WHAT TO PRODUCE
Copy out exactly the lines from the one containing "Can you find the ground" to the end of the records below, both included, and nothing else.

AVAILABLE RECORDS
[Start of Attachment]

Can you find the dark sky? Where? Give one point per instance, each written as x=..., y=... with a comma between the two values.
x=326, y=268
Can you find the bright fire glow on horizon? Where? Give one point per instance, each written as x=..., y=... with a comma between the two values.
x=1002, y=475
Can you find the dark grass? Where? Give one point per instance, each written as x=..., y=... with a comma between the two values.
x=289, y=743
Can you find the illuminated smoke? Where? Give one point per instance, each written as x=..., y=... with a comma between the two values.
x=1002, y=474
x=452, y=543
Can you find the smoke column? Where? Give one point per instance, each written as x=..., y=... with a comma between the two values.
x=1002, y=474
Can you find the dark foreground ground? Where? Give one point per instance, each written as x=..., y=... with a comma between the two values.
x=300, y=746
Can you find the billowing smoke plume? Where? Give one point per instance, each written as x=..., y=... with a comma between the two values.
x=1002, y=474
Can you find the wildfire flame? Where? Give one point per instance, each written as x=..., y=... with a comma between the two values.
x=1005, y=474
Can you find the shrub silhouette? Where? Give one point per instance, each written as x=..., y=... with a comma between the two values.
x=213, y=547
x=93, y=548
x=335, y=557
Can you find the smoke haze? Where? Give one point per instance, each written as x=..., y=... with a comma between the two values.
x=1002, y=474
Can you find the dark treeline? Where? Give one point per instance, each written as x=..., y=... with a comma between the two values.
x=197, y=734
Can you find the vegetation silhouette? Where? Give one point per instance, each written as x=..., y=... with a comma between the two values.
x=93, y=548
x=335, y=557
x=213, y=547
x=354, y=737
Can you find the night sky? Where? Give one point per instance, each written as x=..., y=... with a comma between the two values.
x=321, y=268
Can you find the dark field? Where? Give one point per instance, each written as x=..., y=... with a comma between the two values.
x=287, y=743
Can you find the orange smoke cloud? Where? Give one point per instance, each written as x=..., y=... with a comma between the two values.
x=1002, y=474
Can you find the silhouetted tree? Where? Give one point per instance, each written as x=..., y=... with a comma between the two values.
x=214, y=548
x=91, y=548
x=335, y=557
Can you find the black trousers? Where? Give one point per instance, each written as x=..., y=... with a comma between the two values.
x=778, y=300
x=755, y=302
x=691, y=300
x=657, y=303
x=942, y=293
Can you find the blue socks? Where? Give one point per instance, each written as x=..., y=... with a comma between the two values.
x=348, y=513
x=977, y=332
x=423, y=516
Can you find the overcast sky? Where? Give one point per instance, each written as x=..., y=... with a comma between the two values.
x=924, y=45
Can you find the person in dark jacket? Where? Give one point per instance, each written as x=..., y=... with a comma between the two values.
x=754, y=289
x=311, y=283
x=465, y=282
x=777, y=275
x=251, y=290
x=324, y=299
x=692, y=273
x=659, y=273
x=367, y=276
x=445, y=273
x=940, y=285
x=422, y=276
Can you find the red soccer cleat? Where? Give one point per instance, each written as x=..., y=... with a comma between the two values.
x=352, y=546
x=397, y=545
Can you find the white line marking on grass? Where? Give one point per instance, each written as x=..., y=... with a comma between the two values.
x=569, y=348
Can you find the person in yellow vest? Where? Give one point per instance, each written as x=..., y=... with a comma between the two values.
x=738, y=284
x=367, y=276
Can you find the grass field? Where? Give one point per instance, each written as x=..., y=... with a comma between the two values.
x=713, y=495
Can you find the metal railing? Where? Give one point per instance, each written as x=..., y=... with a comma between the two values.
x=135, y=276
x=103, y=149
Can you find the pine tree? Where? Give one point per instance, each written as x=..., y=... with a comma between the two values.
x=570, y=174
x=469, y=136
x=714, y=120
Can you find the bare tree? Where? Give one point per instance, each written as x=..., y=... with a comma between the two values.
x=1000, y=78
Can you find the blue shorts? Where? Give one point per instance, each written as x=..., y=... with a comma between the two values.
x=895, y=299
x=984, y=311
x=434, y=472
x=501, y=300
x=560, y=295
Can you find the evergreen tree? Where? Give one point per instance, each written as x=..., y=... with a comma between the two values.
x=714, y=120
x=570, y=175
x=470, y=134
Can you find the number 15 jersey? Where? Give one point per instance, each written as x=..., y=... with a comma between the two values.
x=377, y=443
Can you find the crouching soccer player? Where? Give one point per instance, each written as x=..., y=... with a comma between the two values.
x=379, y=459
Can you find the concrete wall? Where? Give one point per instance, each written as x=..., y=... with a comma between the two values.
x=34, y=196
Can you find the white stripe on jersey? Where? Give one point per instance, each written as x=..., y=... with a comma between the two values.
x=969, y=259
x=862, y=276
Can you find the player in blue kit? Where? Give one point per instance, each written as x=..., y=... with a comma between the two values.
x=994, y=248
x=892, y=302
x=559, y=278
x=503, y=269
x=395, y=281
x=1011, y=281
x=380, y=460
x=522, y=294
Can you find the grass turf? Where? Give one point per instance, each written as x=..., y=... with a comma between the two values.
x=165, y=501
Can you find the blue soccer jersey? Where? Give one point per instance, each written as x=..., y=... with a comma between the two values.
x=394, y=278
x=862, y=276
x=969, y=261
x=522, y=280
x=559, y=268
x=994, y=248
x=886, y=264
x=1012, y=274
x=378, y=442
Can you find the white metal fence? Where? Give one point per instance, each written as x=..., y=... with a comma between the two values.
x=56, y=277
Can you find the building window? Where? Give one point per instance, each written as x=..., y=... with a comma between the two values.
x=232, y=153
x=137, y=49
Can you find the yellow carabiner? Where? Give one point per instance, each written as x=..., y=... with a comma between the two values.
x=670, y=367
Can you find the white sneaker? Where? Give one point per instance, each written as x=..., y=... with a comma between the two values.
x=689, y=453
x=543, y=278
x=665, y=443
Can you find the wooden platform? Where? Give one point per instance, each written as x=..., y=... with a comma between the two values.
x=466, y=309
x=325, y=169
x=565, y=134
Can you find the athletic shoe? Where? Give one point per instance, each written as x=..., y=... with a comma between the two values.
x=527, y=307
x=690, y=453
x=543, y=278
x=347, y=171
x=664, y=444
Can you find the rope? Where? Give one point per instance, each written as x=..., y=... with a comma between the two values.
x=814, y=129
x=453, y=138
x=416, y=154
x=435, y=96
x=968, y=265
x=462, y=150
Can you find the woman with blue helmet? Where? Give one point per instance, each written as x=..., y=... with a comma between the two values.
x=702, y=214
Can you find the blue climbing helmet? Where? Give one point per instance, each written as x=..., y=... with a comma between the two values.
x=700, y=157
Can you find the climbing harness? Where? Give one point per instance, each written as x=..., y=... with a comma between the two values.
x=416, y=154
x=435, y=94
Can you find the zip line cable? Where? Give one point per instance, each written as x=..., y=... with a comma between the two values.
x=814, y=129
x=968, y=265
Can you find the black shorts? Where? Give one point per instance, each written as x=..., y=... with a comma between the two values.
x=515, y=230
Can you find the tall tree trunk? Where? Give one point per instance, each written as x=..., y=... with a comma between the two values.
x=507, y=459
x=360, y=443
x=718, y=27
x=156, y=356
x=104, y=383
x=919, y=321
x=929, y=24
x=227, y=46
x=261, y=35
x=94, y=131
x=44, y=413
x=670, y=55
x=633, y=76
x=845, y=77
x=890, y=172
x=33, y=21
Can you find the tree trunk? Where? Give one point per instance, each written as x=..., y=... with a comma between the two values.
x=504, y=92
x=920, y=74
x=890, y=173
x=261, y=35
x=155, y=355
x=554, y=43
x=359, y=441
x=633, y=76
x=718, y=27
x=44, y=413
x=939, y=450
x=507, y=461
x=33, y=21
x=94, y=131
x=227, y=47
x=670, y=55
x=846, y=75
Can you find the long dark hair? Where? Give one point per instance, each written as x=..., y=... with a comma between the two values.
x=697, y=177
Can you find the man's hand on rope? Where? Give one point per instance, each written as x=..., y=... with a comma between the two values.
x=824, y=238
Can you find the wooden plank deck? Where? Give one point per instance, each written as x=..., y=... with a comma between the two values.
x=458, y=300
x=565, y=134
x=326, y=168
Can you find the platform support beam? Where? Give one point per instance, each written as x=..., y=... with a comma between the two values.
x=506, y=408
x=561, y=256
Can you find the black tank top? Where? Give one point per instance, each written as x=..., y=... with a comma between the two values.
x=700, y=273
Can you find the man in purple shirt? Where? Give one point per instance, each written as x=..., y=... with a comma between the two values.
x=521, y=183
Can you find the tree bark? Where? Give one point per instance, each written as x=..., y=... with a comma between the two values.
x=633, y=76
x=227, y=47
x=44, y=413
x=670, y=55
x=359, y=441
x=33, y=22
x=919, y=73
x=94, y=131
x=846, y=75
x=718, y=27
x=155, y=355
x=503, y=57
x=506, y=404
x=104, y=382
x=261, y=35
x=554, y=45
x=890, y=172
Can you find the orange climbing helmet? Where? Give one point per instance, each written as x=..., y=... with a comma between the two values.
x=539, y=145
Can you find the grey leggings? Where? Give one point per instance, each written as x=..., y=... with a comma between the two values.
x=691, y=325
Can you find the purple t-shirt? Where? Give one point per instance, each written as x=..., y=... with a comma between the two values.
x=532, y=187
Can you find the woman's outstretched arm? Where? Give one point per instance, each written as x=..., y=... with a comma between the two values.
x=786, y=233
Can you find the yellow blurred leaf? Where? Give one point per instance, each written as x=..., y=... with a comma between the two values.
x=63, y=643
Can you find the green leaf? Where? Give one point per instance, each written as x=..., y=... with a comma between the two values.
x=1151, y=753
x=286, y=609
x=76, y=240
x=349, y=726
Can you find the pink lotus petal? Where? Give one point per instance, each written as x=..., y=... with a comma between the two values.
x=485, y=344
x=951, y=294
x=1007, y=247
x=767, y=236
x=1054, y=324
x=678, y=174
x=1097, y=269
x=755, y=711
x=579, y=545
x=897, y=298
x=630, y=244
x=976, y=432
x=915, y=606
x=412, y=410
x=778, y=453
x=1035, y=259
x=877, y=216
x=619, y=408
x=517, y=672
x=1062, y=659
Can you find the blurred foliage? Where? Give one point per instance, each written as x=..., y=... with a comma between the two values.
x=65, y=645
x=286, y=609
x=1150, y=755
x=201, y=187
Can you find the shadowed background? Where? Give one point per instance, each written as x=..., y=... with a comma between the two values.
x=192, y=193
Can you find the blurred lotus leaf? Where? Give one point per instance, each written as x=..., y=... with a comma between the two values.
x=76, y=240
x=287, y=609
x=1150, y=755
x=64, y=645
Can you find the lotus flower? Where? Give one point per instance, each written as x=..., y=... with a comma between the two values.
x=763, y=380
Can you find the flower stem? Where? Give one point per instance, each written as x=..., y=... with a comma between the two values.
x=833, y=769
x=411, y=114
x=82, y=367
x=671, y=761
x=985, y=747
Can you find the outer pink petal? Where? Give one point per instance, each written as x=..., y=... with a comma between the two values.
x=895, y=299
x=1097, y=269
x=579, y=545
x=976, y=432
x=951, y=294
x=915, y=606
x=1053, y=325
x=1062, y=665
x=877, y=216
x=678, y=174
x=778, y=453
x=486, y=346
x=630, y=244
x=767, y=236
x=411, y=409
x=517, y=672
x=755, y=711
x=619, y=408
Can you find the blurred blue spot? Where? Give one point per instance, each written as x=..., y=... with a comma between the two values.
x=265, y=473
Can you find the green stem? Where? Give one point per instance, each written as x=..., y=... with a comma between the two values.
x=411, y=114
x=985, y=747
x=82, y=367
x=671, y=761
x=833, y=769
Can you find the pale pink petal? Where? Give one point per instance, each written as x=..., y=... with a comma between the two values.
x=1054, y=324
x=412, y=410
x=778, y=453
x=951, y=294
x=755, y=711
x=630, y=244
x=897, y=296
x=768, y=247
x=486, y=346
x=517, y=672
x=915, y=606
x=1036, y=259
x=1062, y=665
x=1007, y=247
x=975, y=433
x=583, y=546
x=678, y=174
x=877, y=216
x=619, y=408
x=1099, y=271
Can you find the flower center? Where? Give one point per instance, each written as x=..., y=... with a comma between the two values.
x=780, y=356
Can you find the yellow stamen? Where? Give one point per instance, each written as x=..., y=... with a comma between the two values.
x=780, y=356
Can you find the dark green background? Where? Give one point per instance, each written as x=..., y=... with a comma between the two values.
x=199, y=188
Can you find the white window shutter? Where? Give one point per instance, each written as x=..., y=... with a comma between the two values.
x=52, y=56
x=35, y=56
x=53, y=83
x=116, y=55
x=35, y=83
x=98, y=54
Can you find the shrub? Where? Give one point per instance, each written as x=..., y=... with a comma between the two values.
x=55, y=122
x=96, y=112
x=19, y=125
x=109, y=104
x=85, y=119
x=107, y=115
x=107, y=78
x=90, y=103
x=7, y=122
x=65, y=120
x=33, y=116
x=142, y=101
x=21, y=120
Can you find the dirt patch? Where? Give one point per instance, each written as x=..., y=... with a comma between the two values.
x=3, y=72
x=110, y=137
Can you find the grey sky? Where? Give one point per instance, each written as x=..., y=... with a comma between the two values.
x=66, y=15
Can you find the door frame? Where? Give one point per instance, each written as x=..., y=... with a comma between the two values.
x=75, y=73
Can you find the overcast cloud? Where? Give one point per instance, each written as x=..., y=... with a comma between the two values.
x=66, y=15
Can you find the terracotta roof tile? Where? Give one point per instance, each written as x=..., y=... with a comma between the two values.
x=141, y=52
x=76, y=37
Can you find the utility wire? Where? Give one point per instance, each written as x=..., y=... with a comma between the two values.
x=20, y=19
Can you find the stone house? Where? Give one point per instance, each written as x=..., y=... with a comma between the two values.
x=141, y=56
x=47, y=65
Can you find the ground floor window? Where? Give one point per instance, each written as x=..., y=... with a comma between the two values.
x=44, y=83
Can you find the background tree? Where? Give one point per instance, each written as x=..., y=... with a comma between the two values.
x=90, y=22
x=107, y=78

[End of Attachment]

OUTPUT FOR THIS TASK
Can you find the ground floor window? Where? Give one point per instance, each written as x=..., y=... with a comma between the two values.
x=44, y=83
Can you find the background tree? Where? Give one point per instance, each written as x=..., y=... with a comma between the two values.
x=90, y=22
x=107, y=78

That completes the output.